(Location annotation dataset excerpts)
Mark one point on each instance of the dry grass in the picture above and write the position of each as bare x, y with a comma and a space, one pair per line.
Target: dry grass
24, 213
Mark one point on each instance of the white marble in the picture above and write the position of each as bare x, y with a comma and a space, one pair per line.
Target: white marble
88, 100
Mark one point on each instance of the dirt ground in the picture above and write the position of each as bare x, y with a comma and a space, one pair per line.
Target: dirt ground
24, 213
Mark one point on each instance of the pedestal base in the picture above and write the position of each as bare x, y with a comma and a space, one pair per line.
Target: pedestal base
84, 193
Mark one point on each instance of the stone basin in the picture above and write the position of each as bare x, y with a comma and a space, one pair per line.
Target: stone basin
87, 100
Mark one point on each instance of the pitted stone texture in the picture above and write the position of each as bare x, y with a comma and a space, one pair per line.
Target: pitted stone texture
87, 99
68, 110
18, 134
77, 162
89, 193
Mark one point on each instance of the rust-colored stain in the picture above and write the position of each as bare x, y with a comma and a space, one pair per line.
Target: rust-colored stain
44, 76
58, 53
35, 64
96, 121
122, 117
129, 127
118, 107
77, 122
* * *
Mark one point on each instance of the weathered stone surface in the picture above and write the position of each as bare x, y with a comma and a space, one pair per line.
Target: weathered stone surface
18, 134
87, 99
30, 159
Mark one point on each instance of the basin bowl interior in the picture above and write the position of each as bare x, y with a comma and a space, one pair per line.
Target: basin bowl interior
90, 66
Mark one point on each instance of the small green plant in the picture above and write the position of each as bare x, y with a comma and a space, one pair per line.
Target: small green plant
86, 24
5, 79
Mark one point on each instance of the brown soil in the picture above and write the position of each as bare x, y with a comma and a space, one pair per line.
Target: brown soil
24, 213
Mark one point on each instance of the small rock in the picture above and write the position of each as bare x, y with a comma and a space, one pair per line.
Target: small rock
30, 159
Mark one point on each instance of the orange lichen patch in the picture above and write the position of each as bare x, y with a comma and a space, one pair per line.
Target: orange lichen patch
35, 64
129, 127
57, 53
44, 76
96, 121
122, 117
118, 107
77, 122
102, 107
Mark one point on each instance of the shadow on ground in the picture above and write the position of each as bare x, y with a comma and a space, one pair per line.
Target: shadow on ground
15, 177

## Task goal
Extract every line in the entries that contains the string "texture". Match case exactly.

## Result
Mark one point on each instance of the pitted stone texture in the picture above and write the position of each as bare x, y with a comma and a space, one pair per line.
Target: pitted stone texture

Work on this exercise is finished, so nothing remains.